GOAL: Show each line of the data below that contains the word "Target". Letter case matters.

## begin EXTRACTED INFORMATION

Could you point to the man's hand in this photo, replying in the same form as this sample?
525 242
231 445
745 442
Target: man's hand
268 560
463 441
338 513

## end EXTRACTED INFORMATION
## begin EXTRACTED INFORMATION

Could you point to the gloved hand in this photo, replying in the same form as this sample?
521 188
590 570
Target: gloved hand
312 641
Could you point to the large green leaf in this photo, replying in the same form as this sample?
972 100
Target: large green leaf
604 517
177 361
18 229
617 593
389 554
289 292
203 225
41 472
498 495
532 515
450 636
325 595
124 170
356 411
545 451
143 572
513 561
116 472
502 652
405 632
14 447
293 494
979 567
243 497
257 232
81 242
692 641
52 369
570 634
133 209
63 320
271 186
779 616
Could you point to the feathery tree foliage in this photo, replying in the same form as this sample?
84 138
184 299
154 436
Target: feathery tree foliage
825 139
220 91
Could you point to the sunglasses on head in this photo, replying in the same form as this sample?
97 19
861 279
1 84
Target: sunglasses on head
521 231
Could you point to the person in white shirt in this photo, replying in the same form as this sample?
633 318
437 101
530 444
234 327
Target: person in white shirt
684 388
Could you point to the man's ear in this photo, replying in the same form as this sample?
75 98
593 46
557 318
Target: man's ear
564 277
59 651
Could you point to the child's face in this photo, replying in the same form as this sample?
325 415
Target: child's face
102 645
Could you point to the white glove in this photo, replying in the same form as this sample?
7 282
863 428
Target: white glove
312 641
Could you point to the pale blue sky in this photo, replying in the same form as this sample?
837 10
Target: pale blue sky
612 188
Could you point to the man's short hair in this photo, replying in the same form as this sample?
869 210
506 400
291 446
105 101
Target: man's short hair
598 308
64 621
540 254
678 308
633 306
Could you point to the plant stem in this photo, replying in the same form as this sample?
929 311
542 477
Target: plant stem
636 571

## end EXTRACTED INFORMATION

SOLUTION TO THIS PROBLEM:
Target: man's hand
Target: gloved hand
Target: large green leaf
Target: feathery tree foliage
Target: sunglasses on head
Target: person in white shirt
Target: man's ear
Target: child's face
Target: white glove
Target: pale blue sky
Target: man's short hair
Target: plant stem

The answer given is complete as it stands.